> **Passage to read**
--*--

Dynamic Certificates for ROSA Custom Domain
This content is authored by Red Hat experts, but has not yet been tested on every supported configuration.
There may be situations when you prefer not to use wild-card certificates. This ROSA guide talks about certificate management with cert-manager and letsencrypt, to dynamically issue certificates to routes created on a custom domain that’s hosted on AWS Route53.
- Prerequisites
- Set up environment
- Prepare AWS Account
- Set up cert-manager
- Create the Issuer and the Certficiate
- Create the Custom Domain, which will be used to access your applications.
- Dynamic Certificates for Custom Domain Routes.
- Test an application.
- Debugging
Prerequisites
- A Red Hat OpenShift on AWS (ROSA) cluster
- The oc CLI #logged in.
- The aws CLI #logged in.
- The rosa CLI #logged in.
- jq
- gettext
- A Public Route53 Hosted Zone, and the related Domain to use.

--*--

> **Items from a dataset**

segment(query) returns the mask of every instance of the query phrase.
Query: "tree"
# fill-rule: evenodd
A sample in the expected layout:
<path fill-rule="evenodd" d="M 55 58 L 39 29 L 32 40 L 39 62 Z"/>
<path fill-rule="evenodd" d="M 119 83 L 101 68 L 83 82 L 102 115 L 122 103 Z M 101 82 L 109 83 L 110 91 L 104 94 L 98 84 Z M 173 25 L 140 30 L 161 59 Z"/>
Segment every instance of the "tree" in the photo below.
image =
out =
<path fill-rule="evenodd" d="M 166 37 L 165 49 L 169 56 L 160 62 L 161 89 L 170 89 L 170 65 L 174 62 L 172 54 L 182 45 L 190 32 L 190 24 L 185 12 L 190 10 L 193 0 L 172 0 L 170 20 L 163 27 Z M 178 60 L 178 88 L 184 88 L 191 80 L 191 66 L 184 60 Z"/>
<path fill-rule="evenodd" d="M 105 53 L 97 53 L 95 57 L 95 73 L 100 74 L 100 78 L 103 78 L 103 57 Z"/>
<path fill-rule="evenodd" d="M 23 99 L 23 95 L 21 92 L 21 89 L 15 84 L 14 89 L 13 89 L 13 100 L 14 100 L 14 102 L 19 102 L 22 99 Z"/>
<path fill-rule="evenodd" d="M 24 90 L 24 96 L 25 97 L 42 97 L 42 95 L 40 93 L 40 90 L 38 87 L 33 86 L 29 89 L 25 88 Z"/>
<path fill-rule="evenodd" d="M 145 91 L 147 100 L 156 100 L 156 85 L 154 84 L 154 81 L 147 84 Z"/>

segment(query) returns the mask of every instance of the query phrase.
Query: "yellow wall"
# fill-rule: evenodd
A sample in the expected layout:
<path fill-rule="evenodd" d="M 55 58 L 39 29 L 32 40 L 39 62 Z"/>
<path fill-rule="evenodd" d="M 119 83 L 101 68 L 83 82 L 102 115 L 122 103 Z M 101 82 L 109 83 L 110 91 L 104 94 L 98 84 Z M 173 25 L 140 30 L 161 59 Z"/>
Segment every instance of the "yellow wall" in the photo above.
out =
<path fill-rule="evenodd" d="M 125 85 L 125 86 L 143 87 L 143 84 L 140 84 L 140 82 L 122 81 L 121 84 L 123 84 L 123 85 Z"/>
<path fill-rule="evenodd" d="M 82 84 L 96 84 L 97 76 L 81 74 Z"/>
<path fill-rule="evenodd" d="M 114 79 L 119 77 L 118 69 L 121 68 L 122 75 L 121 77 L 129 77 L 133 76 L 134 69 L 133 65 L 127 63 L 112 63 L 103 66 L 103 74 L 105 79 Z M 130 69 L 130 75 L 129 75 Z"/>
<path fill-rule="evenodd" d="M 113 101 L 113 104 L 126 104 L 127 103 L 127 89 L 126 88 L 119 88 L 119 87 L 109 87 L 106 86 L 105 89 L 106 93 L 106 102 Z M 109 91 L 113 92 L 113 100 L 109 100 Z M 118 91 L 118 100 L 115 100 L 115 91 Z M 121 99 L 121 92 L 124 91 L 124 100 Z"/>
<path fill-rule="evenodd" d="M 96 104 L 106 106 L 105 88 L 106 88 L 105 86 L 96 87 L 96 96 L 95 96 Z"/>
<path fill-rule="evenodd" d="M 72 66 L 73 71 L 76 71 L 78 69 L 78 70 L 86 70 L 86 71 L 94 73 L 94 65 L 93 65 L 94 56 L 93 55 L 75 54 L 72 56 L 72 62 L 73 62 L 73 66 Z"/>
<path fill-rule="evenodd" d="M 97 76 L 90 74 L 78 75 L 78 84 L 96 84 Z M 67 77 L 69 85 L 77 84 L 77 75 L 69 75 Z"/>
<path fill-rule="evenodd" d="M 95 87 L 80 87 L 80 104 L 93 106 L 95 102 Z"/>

--*--

> **What you need to do**
1. Please retype the ROSA certificates guide word for word, beginning at the words "- Dynamic Certificates" and stopping after "aws CLI #logged in.".
2. Update the records from their first line through the line that has "145 91 L 147", swapping "tree" for "shrub" and leaving everything else unchanged. Return only those lines.

> **Set of answers**
1.
- Dynamic Certificates for Custom Domain Routes.
- Test an application.
- Debugging
Prerequisites
- A Red Hat OpenShift on AWS (ROSA) cluster
- The oc CLI #logged in.
- The aws CLI #logged in.

2.
segment(query) returns the mask of every instance of the query phrase.
Query: "shrub"
# fill-rule: evenodd
A sample in the expected layout:
<path fill-rule="evenodd" d="M 55 58 L 39 29 L 32 40 L 39 62 Z"/>
<path fill-rule="evenodd" d="M 119 83 L 101 68 L 83 82 L 102 115 L 122 103 Z M 101 82 L 109 83 L 110 91 L 104 94 L 98 84 Z M 173 25 L 140 30 L 161 59 Z"/>
Segment every instance of the "shrub" in the photo below.
image =
out =
<path fill-rule="evenodd" d="M 166 37 L 165 49 L 169 56 L 160 62 L 161 89 L 170 89 L 170 65 L 174 62 L 172 54 L 182 45 L 190 32 L 190 24 L 185 12 L 190 10 L 193 0 L 172 0 L 170 20 L 163 27 Z M 178 60 L 178 88 L 184 88 L 191 80 L 191 66 L 184 60 Z"/>
<path fill-rule="evenodd" d="M 105 53 L 97 53 L 95 57 L 95 73 L 100 74 L 100 78 L 103 78 L 103 57 Z"/>
<path fill-rule="evenodd" d="M 23 99 L 23 95 L 21 92 L 21 89 L 15 84 L 14 89 L 13 89 L 13 100 L 14 100 L 14 102 L 19 102 L 22 99 Z"/>
<path fill-rule="evenodd" d="M 24 90 L 24 96 L 25 97 L 42 97 L 42 95 L 40 93 L 40 90 L 38 87 L 33 86 L 29 89 L 25 88 Z"/>
<path fill-rule="evenodd" d="M 145 91 L 147 100 L 156 100 L 156 85 L 154 84 L 154 81 L 147 84 Z"/>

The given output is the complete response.